:: Given data ::
● ● ● ●
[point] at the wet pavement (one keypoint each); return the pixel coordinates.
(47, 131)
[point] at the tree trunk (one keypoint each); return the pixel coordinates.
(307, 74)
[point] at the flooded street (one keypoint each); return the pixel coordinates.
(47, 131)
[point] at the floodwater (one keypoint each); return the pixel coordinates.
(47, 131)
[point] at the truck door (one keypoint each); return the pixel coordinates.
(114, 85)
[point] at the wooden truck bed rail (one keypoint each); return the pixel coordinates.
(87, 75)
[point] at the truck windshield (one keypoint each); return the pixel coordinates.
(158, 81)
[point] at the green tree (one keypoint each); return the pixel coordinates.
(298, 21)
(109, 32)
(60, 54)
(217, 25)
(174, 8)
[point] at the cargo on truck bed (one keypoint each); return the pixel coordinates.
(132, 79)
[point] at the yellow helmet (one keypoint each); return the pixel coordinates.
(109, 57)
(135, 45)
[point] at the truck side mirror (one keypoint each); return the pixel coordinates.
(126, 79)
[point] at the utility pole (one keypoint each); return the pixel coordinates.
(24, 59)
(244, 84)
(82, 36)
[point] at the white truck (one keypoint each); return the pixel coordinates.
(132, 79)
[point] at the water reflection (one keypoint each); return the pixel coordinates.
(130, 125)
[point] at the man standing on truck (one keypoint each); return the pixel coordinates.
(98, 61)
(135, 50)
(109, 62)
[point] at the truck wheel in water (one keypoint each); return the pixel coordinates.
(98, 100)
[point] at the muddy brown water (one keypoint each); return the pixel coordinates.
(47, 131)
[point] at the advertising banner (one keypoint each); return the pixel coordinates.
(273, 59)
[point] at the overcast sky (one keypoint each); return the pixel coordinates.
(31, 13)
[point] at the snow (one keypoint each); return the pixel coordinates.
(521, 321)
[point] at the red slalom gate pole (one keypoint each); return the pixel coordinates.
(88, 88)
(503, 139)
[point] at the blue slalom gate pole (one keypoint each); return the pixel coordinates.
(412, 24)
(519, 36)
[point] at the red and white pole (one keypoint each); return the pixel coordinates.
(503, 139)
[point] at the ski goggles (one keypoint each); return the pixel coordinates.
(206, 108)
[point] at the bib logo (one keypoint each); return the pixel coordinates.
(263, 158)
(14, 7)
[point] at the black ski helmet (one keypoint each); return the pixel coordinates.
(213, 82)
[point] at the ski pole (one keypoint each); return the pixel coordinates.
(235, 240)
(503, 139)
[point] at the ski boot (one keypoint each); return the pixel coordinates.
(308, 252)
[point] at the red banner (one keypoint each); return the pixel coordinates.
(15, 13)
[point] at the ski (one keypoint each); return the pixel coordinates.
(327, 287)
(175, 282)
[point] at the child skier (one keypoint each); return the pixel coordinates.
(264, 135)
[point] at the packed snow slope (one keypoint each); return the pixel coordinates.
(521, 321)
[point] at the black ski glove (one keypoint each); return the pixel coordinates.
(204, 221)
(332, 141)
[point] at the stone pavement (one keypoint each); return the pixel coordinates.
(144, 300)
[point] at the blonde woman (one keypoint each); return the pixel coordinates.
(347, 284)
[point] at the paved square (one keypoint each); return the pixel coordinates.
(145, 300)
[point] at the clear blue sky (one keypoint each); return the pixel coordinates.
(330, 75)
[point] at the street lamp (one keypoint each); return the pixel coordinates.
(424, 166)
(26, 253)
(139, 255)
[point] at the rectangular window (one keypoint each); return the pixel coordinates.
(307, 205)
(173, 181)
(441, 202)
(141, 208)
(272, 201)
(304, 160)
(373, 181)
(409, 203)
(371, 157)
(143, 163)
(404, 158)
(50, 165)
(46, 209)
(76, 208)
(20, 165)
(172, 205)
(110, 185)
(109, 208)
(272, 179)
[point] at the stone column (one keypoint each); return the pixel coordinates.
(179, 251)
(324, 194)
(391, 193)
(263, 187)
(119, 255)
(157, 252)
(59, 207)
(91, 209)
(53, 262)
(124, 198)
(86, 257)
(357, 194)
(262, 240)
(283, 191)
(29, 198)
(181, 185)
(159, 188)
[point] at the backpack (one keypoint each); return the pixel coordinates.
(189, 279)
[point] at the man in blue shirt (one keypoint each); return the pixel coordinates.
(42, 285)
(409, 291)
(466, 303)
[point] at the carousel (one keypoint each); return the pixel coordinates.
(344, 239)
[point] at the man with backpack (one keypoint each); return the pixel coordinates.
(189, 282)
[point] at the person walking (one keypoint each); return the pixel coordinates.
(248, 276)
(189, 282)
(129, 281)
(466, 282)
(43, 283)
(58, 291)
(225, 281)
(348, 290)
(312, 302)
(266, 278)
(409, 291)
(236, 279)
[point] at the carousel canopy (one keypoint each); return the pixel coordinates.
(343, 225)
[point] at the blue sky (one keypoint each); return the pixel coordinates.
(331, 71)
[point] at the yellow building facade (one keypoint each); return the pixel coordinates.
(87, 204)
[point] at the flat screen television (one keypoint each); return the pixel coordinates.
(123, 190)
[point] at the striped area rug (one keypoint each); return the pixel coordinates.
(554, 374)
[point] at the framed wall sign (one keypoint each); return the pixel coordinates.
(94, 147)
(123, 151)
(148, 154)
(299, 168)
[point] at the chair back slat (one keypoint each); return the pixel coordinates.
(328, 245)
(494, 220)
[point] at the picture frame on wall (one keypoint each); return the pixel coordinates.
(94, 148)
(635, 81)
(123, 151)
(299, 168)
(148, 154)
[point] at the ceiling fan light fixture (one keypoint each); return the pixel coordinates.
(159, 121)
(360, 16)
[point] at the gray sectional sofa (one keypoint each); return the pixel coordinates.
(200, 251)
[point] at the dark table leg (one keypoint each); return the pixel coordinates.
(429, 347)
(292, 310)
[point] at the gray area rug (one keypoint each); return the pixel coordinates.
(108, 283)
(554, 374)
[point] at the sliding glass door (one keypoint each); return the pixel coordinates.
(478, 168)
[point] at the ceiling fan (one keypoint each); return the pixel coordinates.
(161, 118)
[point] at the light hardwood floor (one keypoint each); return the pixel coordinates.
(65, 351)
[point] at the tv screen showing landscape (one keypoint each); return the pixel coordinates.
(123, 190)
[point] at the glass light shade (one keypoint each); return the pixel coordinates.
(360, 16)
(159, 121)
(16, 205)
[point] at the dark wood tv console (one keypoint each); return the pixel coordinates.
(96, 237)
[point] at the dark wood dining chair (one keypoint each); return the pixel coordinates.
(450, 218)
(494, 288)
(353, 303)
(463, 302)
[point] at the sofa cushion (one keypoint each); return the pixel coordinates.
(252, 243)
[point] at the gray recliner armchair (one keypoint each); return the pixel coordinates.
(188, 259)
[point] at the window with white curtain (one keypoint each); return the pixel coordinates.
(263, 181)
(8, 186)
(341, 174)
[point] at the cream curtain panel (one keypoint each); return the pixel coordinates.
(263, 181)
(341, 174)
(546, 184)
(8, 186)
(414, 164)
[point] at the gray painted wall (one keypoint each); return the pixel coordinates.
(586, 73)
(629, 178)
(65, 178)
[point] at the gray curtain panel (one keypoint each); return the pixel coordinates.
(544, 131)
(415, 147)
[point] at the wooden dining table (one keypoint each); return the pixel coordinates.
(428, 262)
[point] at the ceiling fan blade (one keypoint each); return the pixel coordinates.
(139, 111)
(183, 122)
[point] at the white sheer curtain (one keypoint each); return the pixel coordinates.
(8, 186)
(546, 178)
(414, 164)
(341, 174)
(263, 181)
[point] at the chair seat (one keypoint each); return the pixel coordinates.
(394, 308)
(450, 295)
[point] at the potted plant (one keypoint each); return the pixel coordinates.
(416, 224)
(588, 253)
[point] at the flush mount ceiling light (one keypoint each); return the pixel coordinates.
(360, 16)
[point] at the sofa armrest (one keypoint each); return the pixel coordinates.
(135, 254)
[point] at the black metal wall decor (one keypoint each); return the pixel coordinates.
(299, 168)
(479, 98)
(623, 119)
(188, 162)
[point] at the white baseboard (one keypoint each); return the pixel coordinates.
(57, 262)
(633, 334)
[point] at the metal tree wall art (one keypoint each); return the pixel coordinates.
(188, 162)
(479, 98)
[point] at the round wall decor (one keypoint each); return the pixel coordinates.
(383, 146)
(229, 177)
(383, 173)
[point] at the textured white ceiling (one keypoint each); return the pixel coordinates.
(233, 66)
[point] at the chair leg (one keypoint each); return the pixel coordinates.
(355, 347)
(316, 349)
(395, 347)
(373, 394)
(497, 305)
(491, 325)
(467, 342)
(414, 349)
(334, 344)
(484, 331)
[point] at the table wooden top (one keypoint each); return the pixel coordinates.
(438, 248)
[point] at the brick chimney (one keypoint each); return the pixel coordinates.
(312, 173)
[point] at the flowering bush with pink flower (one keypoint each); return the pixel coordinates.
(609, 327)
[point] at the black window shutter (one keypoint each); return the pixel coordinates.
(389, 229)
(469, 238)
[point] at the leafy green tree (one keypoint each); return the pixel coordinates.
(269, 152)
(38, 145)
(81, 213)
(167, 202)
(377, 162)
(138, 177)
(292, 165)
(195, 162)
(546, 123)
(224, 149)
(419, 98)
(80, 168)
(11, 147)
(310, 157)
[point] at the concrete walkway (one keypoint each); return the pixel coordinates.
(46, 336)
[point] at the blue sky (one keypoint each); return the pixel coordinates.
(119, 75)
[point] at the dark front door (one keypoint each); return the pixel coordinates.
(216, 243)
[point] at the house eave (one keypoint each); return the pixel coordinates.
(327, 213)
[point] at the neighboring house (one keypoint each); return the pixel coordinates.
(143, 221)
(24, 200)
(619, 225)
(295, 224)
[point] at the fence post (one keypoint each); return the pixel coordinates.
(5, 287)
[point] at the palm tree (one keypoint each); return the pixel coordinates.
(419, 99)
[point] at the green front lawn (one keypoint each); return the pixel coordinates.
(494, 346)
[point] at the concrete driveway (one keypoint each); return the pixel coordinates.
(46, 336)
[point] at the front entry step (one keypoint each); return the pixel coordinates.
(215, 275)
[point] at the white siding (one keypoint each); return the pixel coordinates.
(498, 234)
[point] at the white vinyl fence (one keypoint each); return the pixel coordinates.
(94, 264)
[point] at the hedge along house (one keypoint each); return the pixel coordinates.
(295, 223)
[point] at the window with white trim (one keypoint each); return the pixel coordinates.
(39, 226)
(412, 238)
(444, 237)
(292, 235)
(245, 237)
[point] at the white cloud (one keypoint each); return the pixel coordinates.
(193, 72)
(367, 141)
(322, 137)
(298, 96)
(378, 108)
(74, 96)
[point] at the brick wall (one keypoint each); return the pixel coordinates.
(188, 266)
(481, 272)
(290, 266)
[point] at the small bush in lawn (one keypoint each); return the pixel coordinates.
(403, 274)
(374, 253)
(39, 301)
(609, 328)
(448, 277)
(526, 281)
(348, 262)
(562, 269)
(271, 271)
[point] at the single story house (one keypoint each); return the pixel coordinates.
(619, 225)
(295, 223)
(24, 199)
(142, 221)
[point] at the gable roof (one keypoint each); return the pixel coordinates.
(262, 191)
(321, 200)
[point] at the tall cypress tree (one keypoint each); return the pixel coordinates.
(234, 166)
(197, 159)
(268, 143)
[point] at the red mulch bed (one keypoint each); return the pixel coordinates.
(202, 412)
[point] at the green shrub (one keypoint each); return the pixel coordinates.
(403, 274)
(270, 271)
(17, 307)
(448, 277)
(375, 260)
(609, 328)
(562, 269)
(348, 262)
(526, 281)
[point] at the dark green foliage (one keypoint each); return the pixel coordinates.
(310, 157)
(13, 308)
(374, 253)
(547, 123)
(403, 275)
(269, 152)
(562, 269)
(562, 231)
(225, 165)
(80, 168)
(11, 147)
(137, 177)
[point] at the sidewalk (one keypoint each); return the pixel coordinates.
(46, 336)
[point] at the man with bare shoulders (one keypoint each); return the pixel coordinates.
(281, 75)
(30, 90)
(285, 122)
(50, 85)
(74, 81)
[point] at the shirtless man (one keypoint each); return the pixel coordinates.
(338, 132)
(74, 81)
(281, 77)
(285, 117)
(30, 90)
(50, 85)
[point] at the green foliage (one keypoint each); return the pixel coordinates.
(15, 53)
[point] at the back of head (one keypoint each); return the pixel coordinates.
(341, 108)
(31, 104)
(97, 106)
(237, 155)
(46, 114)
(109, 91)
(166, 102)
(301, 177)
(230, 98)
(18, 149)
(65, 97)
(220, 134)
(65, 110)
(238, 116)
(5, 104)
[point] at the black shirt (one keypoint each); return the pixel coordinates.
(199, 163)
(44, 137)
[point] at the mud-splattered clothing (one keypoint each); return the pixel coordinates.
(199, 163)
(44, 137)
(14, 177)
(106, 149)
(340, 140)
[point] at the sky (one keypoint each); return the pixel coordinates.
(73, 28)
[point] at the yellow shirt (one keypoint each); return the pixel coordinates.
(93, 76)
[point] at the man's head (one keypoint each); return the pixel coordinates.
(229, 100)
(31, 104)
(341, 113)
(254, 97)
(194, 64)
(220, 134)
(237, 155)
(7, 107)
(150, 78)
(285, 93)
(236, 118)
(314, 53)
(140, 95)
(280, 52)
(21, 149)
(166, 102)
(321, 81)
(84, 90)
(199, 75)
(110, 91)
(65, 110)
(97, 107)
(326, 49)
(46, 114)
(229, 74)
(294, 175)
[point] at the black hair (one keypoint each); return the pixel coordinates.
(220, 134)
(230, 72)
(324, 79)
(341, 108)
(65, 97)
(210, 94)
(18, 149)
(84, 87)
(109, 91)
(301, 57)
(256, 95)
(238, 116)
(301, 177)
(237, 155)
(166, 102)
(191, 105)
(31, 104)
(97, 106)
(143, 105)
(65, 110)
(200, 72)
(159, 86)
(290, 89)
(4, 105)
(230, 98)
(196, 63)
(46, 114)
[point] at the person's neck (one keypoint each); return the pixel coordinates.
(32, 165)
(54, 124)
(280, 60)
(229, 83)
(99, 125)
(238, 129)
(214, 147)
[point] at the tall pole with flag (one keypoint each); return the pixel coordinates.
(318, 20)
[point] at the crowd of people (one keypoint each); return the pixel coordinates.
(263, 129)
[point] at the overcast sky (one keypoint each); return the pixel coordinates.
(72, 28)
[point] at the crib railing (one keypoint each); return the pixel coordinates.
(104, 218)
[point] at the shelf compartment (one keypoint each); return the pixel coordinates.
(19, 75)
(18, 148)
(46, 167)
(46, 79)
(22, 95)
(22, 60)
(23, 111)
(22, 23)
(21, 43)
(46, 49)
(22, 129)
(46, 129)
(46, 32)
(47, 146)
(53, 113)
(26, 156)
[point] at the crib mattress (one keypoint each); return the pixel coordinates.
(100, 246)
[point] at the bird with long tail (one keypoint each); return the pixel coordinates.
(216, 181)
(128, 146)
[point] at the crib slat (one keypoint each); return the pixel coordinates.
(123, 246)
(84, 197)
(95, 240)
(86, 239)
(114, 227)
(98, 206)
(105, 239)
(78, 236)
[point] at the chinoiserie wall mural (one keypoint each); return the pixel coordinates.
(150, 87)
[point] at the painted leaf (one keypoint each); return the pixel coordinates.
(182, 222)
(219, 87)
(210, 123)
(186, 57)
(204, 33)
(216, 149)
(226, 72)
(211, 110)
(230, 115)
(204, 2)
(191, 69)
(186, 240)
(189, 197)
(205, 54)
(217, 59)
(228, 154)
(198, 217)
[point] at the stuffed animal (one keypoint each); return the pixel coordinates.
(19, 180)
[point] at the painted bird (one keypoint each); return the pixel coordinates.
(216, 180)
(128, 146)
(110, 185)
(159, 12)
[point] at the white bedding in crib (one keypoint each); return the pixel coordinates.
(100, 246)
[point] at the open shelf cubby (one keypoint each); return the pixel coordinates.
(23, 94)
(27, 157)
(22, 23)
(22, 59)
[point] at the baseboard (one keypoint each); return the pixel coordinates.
● ● ● ●
Every line from the one holding "[point] at the black hair" through the final line of the listing must be echoed exactly; leave out all other lines.

:: Result ::
[point] at the black hair (one keypoint each); return the pixel coordinates.
(220, 134)
(230, 72)
(324, 79)
(341, 108)
(65, 97)
(210, 94)
(18, 149)
(84, 87)
(109, 91)
(301, 57)
(256, 95)
(238, 116)
(301, 177)
(237, 155)
(166, 102)
(191, 105)
(31, 104)
(97, 106)
(143, 105)
(65, 110)
(200, 72)
(159, 86)
(290, 89)
(4, 105)
(230, 98)
(196, 63)
(46, 114)
[point] at the person's neck (one keypoint each); return the pixel coordinates.
(32, 165)
(54, 124)
(280, 60)
(229, 83)
(99, 125)
(238, 129)
(214, 147)
[point] at the tall pole with flag (one keypoint each); return the pixel coordinates.
(318, 20)
[point] at the crowd of people (one keypoint each); return the pixel coordinates.
(263, 129)
[point] at the overcast sky (one keypoint each); return the pixel coordinates.
(72, 28)
[point] at the crib railing (one keypoint each); return the pixel coordinates.
(104, 218)
[point] at the shelf compartment (one keypoint each); return the pixel coordinates.
(19, 75)
(18, 148)
(46, 167)
(46, 79)
(22, 95)
(22, 60)
(23, 111)
(22, 23)
(21, 43)
(46, 49)
(22, 129)
(46, 129)
(46, 32)
(47, 146)
(53, 113)
(26, 156)
[point] at the crib mattress (one keypoint each); return the pixel coordinates.
(100, 246)
[point] at the bird with long tail (one keypoint each); return the pixel coordinates.
(216, 181)
(128, 146)
[point] at the crib slat (one keypoint each); return the pixel coordinates.
(123, 246)
(84, 197)
(95, 240)
(86, 239)
(114, 227)
(98, 206)
(105, 239)
(78, 236)
[point] at the chinoiserie wall mural (one keypoint each); return the pixel coordinates.
(150, 87)
[point] at the painted leaf (one keypoint each); return the pixel coordinates.
(182, 222)
(219, 87)
(210, 123)
(186, 57)
(204, 33)
(216, 149)
(226, 72)
(211, 110)
(230, 115)
(204, 2)
(191, 69)
(186, 240)
(189, 197)
(205, 54)
(217, 59)
(228, 154)
(198, 217)
[point] at the stuffed animal (one keypoint each); return the pixel coordinates.
(19, 180)
[point] at the painted bird (one keypoint each); return the pixel coordinates.
(216, 180)
(128, 146)
(110, 185)
(159, 12)
[point] at the white bedding in crib (one keypoint each); return the pixel coordinates.
(100, 246)
[point] at the open shelf cubby (one keypoint each); return the pixel coordinates.
(23, 94)
(27, 157)
(22, 23)
(22, 59)
[point] at the baseboard (one keypoint each); return the pixel coordinates.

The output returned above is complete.